- [Data supplied]
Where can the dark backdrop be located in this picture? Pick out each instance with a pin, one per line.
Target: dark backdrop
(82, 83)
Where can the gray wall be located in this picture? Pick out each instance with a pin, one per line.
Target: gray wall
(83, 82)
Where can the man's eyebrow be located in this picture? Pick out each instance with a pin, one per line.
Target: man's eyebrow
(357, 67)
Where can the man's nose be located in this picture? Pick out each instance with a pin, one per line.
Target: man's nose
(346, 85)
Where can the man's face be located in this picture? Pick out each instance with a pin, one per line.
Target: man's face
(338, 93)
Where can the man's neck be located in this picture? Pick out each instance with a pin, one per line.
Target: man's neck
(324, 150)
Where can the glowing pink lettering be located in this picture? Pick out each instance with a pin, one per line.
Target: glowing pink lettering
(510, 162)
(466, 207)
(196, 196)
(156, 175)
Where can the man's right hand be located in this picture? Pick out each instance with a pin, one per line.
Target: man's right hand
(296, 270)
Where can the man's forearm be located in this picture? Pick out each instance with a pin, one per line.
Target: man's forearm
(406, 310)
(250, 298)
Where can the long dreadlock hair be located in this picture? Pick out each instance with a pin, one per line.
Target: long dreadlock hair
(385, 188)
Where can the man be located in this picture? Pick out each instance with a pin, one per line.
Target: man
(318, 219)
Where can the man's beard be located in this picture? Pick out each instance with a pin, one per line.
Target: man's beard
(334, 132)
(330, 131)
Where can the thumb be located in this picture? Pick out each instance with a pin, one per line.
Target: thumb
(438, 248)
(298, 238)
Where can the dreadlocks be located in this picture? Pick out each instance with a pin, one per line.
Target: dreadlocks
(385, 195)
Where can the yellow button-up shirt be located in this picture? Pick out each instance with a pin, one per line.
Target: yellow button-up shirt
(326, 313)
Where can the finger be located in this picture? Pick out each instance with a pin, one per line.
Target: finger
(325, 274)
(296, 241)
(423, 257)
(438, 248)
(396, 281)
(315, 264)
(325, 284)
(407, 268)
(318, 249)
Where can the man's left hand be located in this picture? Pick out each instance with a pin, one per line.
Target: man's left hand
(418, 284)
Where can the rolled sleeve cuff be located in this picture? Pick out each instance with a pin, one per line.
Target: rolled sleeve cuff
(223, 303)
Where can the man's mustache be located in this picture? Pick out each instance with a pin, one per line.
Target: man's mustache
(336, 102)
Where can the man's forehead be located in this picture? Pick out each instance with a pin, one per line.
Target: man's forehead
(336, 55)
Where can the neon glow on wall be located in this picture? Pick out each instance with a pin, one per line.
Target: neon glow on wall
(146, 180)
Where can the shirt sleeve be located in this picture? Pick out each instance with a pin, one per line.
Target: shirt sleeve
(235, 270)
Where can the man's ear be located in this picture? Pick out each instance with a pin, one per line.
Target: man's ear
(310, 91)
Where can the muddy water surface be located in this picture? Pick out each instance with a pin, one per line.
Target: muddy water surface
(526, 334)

- [What to work on] Reproduce each line above without any alteration.

- [Solved problem]
Where can the dark backdrop be located in this picture? Pick out each instance with a pin, one per line.
Target: dark backdrop
(82, 83)
Where can the gray wall be located in this picture? Pick out each instance with a pin, one per line.
Target: gray wall
(83, 82)
Where can the man's eyebrow be located in this picture? Pick out each instance with a pin, one per line.
Target: man's eyebrow
(357, 67)
Where can the man's nose be located in this picture? Pick out each instance with a pin, one per line.
Target: man's nose
(346, 85)
Where can the man's face be located in this picture? Pick out each instance with a pin, one per line.
Target: man's face
(338, 93)
Where can the man's neck be located in this picture? Pick out each instance with a pin, one per line.
Target: man's neck
(324, 150)
Where can the glowing pink lettering be located in this picture? Pick out each instance with a pin, one per line.
Target: glowing pink lettering
(510, 162)
(466, 207)
(196, 196)
(156, 175)
Where can the man's right hand be located in this picture? Pick out each instance with a pin, one per line.
Target: man's right hand
(296, 270)
Where can the man's forearm be located in this picture? Pick out each instance with a pin, one per line.
Target: man's forearm
(406, 310)
(250, 298)
Where can the long dreadlock hair be located in this picture? Pick out each instance with a pin, one per line.
Target: long dreadlock hair
(385, 188)
Where can the man be located in this picture? Pick out each instance with a pin, one per line.
Target: man
(318, 219)
Where can the man's beard be located in this picture? Pick out each instance with a pin, one per line.
Target: man's beard
(334, 132)
(330, 131)
Where can the thumb be located in this picture? Pick out each instance with a pin, one per line.
Target: thumb
(438, 248)
(298, 238)
Where can the dreadlocks be located in this picture? Pick out each instance with a pin, one per line.
Target: dreadlocks
(385, 195)
Where can the yellow button-up shirt be located in this picture? Pick out each instance with a pin, one per line.
Target: yellow button-up shirt
(326, 313)
Where can the finger be located in this picture? Pick out each instance with a pin, one per line.
Target: finger
(325, 274)
(296, 241)
(423, 257)
(438, 248)
(396, 281)
(315, 264)
(325, 284)
(407, 268)
(318, 249)
Where can the man's left hand be located in this picture? Pick out each instance with a pin, one per line.
Target: man's left hand
(418, 284)
Where can the rolled sleeve cuff be located in this picture? Pick out each instance with a pin, one per line.
Target: rolled sleeve cuff
(223, 303)
Where can the man's mustache be located in this picture? Pick out each instance with a pin, one per line.
Target: man's mustache
(336, 102)
Where can the man's forehead be located in this picture? Pick out each instance with a pin, one per line.
Target: man's forehead
(336, 55)
Where can the neon glow on wall be located in this picture? Pick out each instance with a pin, one per line.
Target: neon glow on wall
(146, 180)
Where can the shirt sleeve be located in this picture? Pick out each instance with a pin, one per line.
Target: shirt sleeve
(235, 270)
Where can the man's ear be located in this picture? Pick out each instance with a pin, one per line.
Target: man's ear
(310, 91)
Where can the muddy water surface be located in this picture? Pick out each instance with a pin, one per line.
Target: muddy water surface
(526, 334)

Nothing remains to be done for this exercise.